Fragmento propuesto:
=-=-=

Navidad o compromiso familiar con terceros
En los preludios de la feliz y agotadora procreación, cuando todavía seguís siendo dos, coletean aún los resquicios de una autonomía que, en mi humilde opinión, no sabemos valorar como se merece. Qué afortunada era cuando, en fechas interculturalmente señaladas, osea Navidad, mi única desazón consistía en echar bien de menos a mi enamorado. Y qué ingenua fui lloriqueando la distancia y arruinándome en llamadas.
Empieza el compromiso
Cuando el Mayor asomó su pelona mollerita entre mis muslos, confirmándonos al Maromen y a mí nuestra recién estrenada condición de novata Familia, en vez de pan, lo que nos trajo fue una báscula infame, también conocida como Compromiso familiar con terceros. Porque se dice mucho y así muy a la ligera que tú te casas con la persona y no con su parentela, pero a la hora de la verdad todos sabemos que eso no es más que una mentira muy cochina.
Cuando residíamos a tres en la capital teutona, una equidistancia aproximada entre nuestros dos clanes nos permitía un reparto salomónico – aunque nunca del todo satisfactorio – de nuestra esperada comparecencia en época de villancicos. Mitad para cada uno y una fortuna en aviones.

=-=-=

Extractos de registros:
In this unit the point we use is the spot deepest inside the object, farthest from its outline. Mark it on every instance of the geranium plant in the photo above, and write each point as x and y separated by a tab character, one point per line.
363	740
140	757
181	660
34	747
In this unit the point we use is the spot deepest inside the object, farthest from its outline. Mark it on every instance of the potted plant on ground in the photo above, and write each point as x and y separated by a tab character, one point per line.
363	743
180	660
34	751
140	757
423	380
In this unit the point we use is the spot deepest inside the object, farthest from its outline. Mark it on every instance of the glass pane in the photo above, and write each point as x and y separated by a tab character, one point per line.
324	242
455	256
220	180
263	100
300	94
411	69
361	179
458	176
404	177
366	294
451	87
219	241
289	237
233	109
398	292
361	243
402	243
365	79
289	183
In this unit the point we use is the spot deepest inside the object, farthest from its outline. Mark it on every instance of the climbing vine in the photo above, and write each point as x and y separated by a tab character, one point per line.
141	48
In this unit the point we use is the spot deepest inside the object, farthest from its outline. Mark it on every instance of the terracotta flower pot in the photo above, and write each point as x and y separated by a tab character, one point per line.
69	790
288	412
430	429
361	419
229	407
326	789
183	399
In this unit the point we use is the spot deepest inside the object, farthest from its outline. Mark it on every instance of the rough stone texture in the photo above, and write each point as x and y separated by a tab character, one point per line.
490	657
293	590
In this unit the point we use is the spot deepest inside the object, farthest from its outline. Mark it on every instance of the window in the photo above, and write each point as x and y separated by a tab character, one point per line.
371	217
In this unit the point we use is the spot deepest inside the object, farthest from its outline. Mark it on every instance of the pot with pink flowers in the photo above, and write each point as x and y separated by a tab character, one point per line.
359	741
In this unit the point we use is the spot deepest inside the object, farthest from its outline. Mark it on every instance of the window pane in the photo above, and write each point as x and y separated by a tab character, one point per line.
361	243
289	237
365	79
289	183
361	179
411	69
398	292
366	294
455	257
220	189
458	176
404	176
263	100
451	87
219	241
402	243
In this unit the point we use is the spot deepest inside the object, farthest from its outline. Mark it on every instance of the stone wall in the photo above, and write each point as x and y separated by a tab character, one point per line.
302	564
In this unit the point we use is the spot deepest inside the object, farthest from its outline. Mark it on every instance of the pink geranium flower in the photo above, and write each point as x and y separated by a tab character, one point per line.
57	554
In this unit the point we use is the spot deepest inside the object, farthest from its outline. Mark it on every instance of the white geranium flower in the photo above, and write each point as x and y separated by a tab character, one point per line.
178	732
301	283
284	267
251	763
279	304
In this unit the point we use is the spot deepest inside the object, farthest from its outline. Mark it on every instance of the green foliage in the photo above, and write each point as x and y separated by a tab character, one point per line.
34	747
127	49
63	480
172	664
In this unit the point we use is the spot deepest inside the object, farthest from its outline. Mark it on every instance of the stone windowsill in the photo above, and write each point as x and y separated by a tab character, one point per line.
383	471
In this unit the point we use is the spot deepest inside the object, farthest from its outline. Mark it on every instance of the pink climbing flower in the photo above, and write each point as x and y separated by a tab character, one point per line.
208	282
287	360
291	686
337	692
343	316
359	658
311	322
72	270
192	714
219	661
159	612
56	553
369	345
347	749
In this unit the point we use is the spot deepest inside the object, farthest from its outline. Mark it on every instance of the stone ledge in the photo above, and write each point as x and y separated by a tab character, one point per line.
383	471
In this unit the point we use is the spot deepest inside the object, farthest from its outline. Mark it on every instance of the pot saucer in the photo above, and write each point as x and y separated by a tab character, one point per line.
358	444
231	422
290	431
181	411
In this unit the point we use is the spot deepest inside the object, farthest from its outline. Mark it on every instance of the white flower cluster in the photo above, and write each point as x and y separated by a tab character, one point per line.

=-=-=

Objetivo del ejercicio:
Indica si cada afirmación concuerda con el fragmento sobre la Navidad y el compromiso familiar, y respalda cada respuesta con las palabras exactas del fragmento que lo deciden. (a) Cuando eran solo dos, en Navidad quien escribe echaba de menos a su enamorado. (b) Cuando eran tres, la familia vivía en Madrid. (c) El reparto de la Navidad entre los dos clanes resultaba del todo satisfactorio.

Solución del problema:
(a) Sí: «mi única desazón consistía en echar bien de menos a mi enamorado».
(b) No: «Cuando residíamos a tres en la capital teutona».
(c) No: «un reparto salomónico – aunque nunca del todo satisfactorio –».